Records for the exercise:

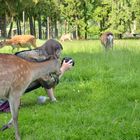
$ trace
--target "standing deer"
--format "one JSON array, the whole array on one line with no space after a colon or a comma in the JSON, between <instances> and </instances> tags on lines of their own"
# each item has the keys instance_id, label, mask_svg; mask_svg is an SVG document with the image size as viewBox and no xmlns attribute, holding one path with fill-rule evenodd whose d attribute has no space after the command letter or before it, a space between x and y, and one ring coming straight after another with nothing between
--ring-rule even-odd
<instances>
[{"instance_id":1,"label":"standing deer","mask_svg":"<svg viewBox=\"0 0 140 140\"><path fill-rule=\"evenodd\" d=\"M12 47L12 52L15 48L29 48L31 49L31 45L36 48L36 38L33 35L16 35L11 39L7 39L0 42L0 48L10 45Z\"/></svg>"},{"instance_id":2,"label":"standing deer","mask_svg":"<svg viewBox=\"0 0 140 140\"><path fill-rule=\"evenodd\" d=\"M60 41L61 41L61 42L64 42L65 40L70 40L70 41L72 41L72 40L71 40L71 34L64 34L64 35L62 35L61 38L60 38Z\"/></svg>"},{"instance_id":3,"label":"standing deer","mask_svg":"<svg viewBox=\"0 0 140 140\"><path fill-rule=\"evenodd\" d=\"M16 140L20 140L18 128L20 96L32 81L53 72L60 74L58 59L37 63L16 55L0 54L0 97L9 101L12 119L8 124L13 123Z\"/></svg>"},{"instance_id":4,"label":"standing deer","mask_svg":"<svg viewBox=\"0 0 140 140\"><path fill-rule=\"evenodd\" d=\"M105 47L106 50L108 50L109 48L113 49L113 33L111 32L105 32L101 35L101 44Z\"/></svg>"}]
</instances>

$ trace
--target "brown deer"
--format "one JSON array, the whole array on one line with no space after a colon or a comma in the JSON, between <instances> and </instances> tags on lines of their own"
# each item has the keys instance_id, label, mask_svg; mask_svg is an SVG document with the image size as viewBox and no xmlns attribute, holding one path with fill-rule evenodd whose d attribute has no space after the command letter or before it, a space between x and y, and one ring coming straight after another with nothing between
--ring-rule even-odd
<instances>
[{"instance_id":1,"label":"brown deer","mask_svg":"<svg viewBox=\"0 0 140 140\"><path fill-rule=\"evenodd\" d=\"M72 41L72 40L71 40L71 34L64 34L64 35L62 35L61 38L60 38L60 41L61 41L61 42L64 42L65 40L70 40L70 41Z\"/></svg>"},{"instance_id":2,"label":"brown deer","mask_svg":"<svg viewBox=\"0 0 140 140\"><path fill-rule=\"evenodd\" d=\"M29 48L31 49L31 45L36 48L36 38L33 35L16 35L11 39L7 39L0 42L0 48L10 45L12 47L12 52L15 48Z\"/></svg>"},{"instance_id":3,"label":"brown deer","mask_svg":"<svg viewBox=\"0 0 140 140\"><path fill-rule=\"evenodd\" d=\"M14 125L16 140L20 140L18 129L20 96L32 81L53 72L60 74L58 59L37 63L12 54L0 54L0 98L9 101L12 119L8 125Z\"/></svg>"},{"instance_id":4,"label":"brown deer","mask_svg":"<svg viewBox=\"0 0 140 140\"><path fill-rule=\"evenodd\" d=\"M105 47L105 50L108 50L109 48L113 49L113 33L111 32L105 32L101 35L101 44Z\"/></svg>"}]
</instances>

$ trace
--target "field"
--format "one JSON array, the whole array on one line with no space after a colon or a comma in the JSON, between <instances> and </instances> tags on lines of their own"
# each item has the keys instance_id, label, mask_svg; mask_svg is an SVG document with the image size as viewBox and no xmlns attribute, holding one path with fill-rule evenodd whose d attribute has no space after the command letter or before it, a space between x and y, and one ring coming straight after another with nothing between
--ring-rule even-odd
<instances>
[{"instance_id":1,"label":"field","mask_svg":"<svg viewBox=\"0 0 140 140\"><path fill-rule=\"evenodd\" d=\"M57 103L37 103L43 88L22 96L22 140L140 140L140 40L116 40L108 52L98 40L63 47L62 57L75 66L55 88ZM0 126L10 116L1 113ZM0 132L0 140L14 140L14 128Z\"/></svg>"}]
</instances>

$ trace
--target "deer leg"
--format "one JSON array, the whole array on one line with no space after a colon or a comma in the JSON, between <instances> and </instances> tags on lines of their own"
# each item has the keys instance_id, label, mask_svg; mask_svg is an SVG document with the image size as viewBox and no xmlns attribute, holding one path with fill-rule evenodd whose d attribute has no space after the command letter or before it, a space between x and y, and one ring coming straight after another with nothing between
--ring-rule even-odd
<instances>
[{"instance_id":1,"label":"deer leg","mask_svg":"<svg viewBox=\"0 0 140 140\"><path fill-rule=\"evenodd\" d=\"M15 95L18 95L18 94L15 93ZM11 96L9 99L9 104L10 104L10 110L12 114L12 122L15 127L16 140L20 140L19 129L18 129L18 108L20 105L19 96Z\"/></svg>"}]
</instances>

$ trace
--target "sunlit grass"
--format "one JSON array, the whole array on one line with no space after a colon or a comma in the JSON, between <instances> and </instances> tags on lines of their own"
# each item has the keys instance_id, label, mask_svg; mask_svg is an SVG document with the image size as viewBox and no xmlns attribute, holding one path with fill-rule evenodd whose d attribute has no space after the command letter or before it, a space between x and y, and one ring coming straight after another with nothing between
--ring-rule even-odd
<instances>
[{"instance_id":1,"label":"sunlit grass","mask_svg":"<svg viewBox=\"0 0 140 140\"><path fill-rule=\"evenodd\" d=\"M45 95L42 88L22 97L22 139L139 140L140 40L115 40L108 52L98 40L62 45L62 57L72 57L75 67L56 87L57 103L38 104L37 97ZM0 126L9 119L10 113L0 114ZM0 139L14 139L14 129L2 132Z\"/></svg>"}]
</instances>

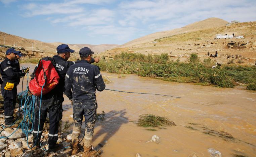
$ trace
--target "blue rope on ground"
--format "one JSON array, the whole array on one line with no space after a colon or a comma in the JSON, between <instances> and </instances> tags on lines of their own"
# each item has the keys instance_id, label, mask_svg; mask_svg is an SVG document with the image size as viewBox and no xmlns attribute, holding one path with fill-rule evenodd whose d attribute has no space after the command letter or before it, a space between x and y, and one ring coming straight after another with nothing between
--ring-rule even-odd
<instances>
[{"instance_id":1,"label":"blue rope on ground","mask_svg":"<svg viewBox=\"0 0 256 157\"><path fill-rule=\"evenodd\" d=\"M175 97L174 96L171 96L171 95L163 95L163 94L154 94L154 93L145 93L132 92L125 92L124 91L118 91L117 90L113 90L106 89L105 89L105 90L108 90L109 91L115 91L116 92L119 92L128 93L129 93L141 94L151 94L152 95L161 95L162 96L165 96L166 97L174 97L174 98L181 98L181 97Z\"/></svg>"},{"instance_id":2,"label":"blue rope on ground","mask_svg":"<svg viewBox=\"0 0 256 157\"><path fill-rule=\"evenodd\" d=\"M22 121L19 123L18 126L17 127L16 129L10 135L8 136L1 136L0 137L0 139L2 138L7 138L14 134L18 129L20 128L22 130L22 132L23 132L26 135L27 139L27 143L28 145L28 146L30 149L31 149L33 148L35 144L36 144L37 141L38 137L38 136L39 133L37 133L37 136L36 140L36 142L34 144L33 146L32 147L30 147L28 143L28 135L31 134L32 132L33 131L33 128L34 127L34 123L35 121L35 106L36 100L36 97L34 95L30 96L29 95L28 92L28 84L29 81L29 74L28 73L27 73L27 75L28 76L28 79L27 80L27 90L24 91L23 91L23 85L24 77L22 80L22 92L19 94L18 96L18 98L21 98L20 99L20 102L19 104L19 115L20 115L20 108L21 108L22 110L24 112L23 115L23 119ZM39 105L39 121L38 123L38 129L39 129L39 124L40 122L40 114L41 112L41 103L42 101L42 95L43 92L43 88L44 86L45 85L45 83L44 85L43 86L42 88L42 90L41 91L41 97L40 97L40 104ZM20 106L20 108L19 107ZM17 122L16 120L15 122L9 126L5 126L2 124L1 124L2 126L3 129L0 131L0 134L1 133L4 129L5 128L10 127L14 124L15 124Z\"/></svg>"}]
</instances>

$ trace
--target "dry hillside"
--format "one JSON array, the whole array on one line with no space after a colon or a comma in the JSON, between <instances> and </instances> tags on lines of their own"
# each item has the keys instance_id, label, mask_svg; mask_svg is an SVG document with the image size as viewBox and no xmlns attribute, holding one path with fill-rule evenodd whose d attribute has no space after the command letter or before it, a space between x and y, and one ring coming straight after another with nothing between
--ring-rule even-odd
<instances>
[{"instance_id":1,"label":"dry hillside","mask_svg":"<svg viewBox=\"0 0 256 157\"><path fill-rule=\"evenodd\" d=\"M197 22L182 28L152 34L128 42L117 48L106 51L102 55L113 55L122 52L145 54L167 53L171 60L178 58L187 60L190 54L195 53L202 60L207 58L208 51L218 57L213 58L216 62L230 62L232 55L239 55L233 62L254 64L256 61L256 21L240 23L226 27L228 22L212 18ZM235 32L244 39L214 39L216 34ZM243 46L227 46L228 43ZM227 57L230 56L230 59ZM240 60L239 60L240 59Z\"/></svg>"},{"instance_id":2,"label":"dry hillside","mask_svg":"<svg viewBox=\"0 0 256 157\"><path fill-rule=\"evenodd\" d=\"M4 32L0 32L0 45L4 45L4 37L5 39L5 45L18 47L24 47L27 51L32 51L32 45L33 43L33 50L39 52L55 53L56 47L61 43L44 43L38 40L29 39L18 36L11 35ZM79 51L80 49L84 47L88 47L96 53L100 53L105 50L110 50L118 46L115 44L100 44L93 45L84 44L69 44L70 47L76 52Z\"/></svg>"}]
</instances>

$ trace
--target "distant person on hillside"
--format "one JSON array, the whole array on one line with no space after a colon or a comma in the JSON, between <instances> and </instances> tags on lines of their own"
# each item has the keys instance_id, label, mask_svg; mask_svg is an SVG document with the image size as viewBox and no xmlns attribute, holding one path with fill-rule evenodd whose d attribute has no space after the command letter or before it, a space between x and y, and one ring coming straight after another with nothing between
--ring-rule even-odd
<instances>
[{"instance_id":1,"label":"distant person on hillside","mask_svg":"<svg viewBox=\"0 0 256 157\"><path fill-rule=\"evenodd\" d=\"M214 58L215 58L215 57L218 57L218 52L217 52L217 51L215 51L215 55L214 55Z\"/></svg>"}]
</instances>

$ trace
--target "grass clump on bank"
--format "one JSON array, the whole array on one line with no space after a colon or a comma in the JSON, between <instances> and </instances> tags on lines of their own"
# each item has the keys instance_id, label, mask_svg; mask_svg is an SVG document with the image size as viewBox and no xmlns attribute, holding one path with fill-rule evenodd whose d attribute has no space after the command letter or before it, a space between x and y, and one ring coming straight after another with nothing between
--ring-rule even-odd
<instances>
[{"instance_id":1,"label":"grass clump on bank","mask_svg":"<svg viewBox=\"0 0 256 157\"><path fill-rule=\"evenodd\" d=\"M139 117L137 123L137 125L142 127L159 127L165 125L176 126L172 121L169 120L167 118L152 114L139 115ZM159 128L163 128L160 127ZM147 130L155 131L155 128L147 129Z\"/></svg>"},{"instance_id":2,"label":"grass clump on bank","mask_svg":"<svg viewBox=\"0 0 256 157\"><path fill-rule=\"evenodd\" d=\"M104 60L97 63L103 71L118 74L135 74L181 83L233 88L238 82L247 85L247 89L256 90L256 67L233 65L217 66L210 59L200 62L196 54L188 63L170 61L168 54L145 55L122 53L114 59Z\"/></svg>"},{"instance_id":3,"label":"grass clump on bank","mask_svg":"<svg viewBox=\"0 0 256 157\"><path fill-rule=\"evenodd\" d=\"M39 62L39 60L41 58L22 58L21 59L19 60L19 62L20 63L31 63L33 64L37 64Z\"/></svg>"}]
</instances>

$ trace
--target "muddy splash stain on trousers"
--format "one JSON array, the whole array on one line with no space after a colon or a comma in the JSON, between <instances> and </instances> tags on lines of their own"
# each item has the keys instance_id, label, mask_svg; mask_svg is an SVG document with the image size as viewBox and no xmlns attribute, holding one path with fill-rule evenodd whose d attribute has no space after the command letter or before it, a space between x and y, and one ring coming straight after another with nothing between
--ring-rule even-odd
<instances>
[{"instance_id":1,"label":"muddy splash stain on trousers","mask_svg":"<svg viewBox=\"0 0 256 157\"><path fill-rule=\"evenodd\" d=\"M74 125L72 133L72 144L79 142L78 137L80 135L84 116L85 132L84 138L84 145L87 148L92 146L97 108L97 104L88 104L74 102L73 104Z\"/></svg>"}]
</instances>

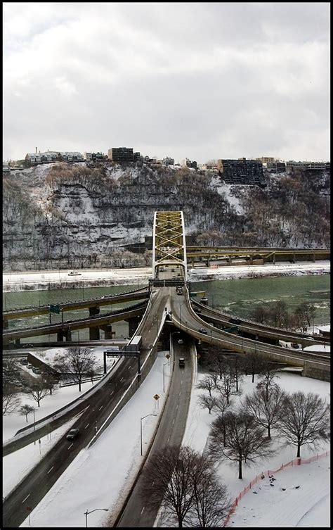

Stated exercise:
Return every line of the material above that contains the word "splash".

Exercise solution:
--target "muddy splash stain on trousers"
[{"instance_id":1,"label":"muddy splash stain on trousers","mask_svg":"<svg viewBox=\"0 0 256 157\"><path fill-rule=\"evenodd\" d=\"M74 125L72 133L72 144L79 142L78 137L80 135L84 116L85 132L84 138L84 145L87 148L92 146L97 108L97 104L88 104L74 102L73 104Z\"/></svg>"}]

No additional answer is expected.